[DATA UNDER STUDY]
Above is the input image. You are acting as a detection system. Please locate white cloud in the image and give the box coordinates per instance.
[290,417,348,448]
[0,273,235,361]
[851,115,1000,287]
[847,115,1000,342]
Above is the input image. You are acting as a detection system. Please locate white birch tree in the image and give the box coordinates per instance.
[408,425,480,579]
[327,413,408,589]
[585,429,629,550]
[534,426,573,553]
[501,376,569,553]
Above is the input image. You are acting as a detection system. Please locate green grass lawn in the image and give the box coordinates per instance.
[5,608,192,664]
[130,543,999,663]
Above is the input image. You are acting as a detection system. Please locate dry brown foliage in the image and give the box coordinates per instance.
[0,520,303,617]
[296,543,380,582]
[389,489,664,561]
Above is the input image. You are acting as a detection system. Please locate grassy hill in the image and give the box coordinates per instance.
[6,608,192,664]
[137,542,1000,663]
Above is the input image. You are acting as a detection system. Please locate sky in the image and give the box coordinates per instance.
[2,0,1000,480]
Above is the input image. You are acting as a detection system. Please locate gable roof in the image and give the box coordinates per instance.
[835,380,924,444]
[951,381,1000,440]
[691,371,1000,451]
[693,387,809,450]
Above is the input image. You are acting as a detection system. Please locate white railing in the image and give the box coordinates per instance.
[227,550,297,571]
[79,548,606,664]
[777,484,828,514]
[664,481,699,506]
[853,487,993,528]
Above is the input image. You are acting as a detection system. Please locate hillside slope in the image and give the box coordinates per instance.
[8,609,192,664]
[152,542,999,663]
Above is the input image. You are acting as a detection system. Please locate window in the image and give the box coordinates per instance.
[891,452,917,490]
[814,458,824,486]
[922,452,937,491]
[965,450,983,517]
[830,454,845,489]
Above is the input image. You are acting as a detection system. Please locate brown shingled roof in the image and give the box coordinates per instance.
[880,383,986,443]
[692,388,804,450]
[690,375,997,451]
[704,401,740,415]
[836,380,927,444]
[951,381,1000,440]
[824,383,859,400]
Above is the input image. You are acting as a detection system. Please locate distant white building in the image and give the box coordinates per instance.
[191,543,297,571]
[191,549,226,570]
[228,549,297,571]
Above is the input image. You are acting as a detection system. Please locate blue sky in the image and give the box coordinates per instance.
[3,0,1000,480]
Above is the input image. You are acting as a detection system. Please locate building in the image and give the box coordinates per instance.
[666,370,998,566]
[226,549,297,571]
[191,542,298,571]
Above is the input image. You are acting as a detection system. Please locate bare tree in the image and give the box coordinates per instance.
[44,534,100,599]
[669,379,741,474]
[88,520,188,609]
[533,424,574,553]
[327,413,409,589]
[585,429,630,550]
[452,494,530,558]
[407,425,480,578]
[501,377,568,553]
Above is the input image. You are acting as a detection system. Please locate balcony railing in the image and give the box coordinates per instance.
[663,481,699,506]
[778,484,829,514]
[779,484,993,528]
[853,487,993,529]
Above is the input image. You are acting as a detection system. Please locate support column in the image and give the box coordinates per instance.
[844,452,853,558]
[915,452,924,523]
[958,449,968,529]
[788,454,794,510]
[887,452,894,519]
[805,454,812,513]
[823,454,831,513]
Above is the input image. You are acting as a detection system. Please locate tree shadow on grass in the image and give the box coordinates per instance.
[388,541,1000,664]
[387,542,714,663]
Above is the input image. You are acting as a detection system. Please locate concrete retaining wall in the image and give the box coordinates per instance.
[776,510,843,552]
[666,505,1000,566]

[EXERCISE AIM] Would you reproduce the whole listing exactly as it stands?

[ANSWER TO THE PROBLEM]
Above is the input image. You are acting as a detection system. Please locate white cloud in the image and give the box coordinates per instance.
[290,417,348,448]
[0,273,235,361]
[851,115,1000,287]
[847,115,1000,342]
Above is the input image. You are acting as a detection system. Please locate white birch tree in the image and give the box coordinates per instance.
[408,425,480,579]
[327,413,408,589]
[585,429,629,550]
[534,426,573,553]
[501,376,569,553]
Above is the input image. You are acting as a detection system. Please locate green grass lawn in the image and give the box coordinates per instance.
[5,608,192,664]
[130,543,999,663]
Above is the input image. You are acting as a detection system. Please locate dry brown foliage in the image and give the box coordinates per instance.
[0,520,303,617]
[296,543,380,582]
[389,489,664,561]
Above is the input image. You are acting as a detection system. Please locate grassy hill in the image and give the box coordinates per instance.
[6,608,192,664]
[137,542,1000,663]
Above is the input image. You are acting as a detection system. Please locate sky in the image and give the box coordinates per instance.
[2,0,1000,480]
Above is the input image. You are acting as a detection system. Please locate gable roof in the image and give the box coordinates per instance.
[835,380,924,444]
[951,381,1000,440]
[691,371,1000,451]
[693,387,809,450]
Above is the input image. You are acting as a detection system. Please locate white railing in the image and give the box coordinates per instance.
[227,550,297,571]
[79,548,606,664]
[777,484,828,514]
[664,481,699,506]
[853,487,993,528]
Above is the input image. You are acting as a detection system. Please locate hillside slope in the image and give the box coordinates per instance.
[8,609,192,664]
[152,542,999,663]
Above is the input image. You are acting as a detection system. Please locate window in the image and give the box coordinates per instance.
[891,452,917,490]
[814,458,824,486]
[922,452,937,491]
[965,450,983,517]
[830,454,845,489]
Above is the input image. You are acting as a detection system. Please locate brown shingled roof in the image and give the box coordinates per instance.
[880,383,986,443]
[692,388,804,450]
[690,375,997,451]
[704,401,740,415]
[836,380,927,444]
[951,381,1000,440]
[824,383,859,400]
Above is the input image. You are acting as a detection system. Please locate distant white building in the image and give the box coordinates per instance.
[191,543,297,571]
[191,549,226,570]
[228,549,297,571]
Above is the input image. You are acting as a detection system. Please locate blue sky in the image and give the box coordinates per instance.
[3,0,1000,480]
Above is the input image. You are acting as a detection system. Please locate building in the image and give the box coordinates per instance.
[666,370,998,566]
[226,549,297,571]
[191,542,298,571]
Above is the input image. You are acting as a detection system. Please locate bare tree in the image and give the box coordinates per instance.
[44,534,100,599]
[669,379,741,474]
[88,520,188,609]
[533,424,574,553]
[327,413,409,589]
[585,429,630,550]
[452,494,530,558]
[407,425,480,578]
[501,377,568,553]
Above is the input image. You are acting as a detection system. Please locate balcony railing in the image and give the box coordinates per instance.
[663,481,699,506]
[778,484,829,514]
[779,484,993,528]
[853,487,993,529]
Above is the input image. You are acting as a detection system. Please locate support column in the image and give the box coordinates per instance.
[844,452,853,558]
[915,452,924,523]
[958,449,968,529]
[788,454,794,510]
[887,452,894,519]
[805,454,812,513]
[823,454,831,513]
Above is the input image. You are acting as a detection system. Please locate tree shadow on grass in the image and give the box coordinates per instance.
[388,541,1000,664]
[387,542,714,663]
Above is the input image. You are acting as a detection system. Please locate concrete retaining wall in the image and give the box coordinates per instance.
[776,510,843,552]
[666,505,1000,566]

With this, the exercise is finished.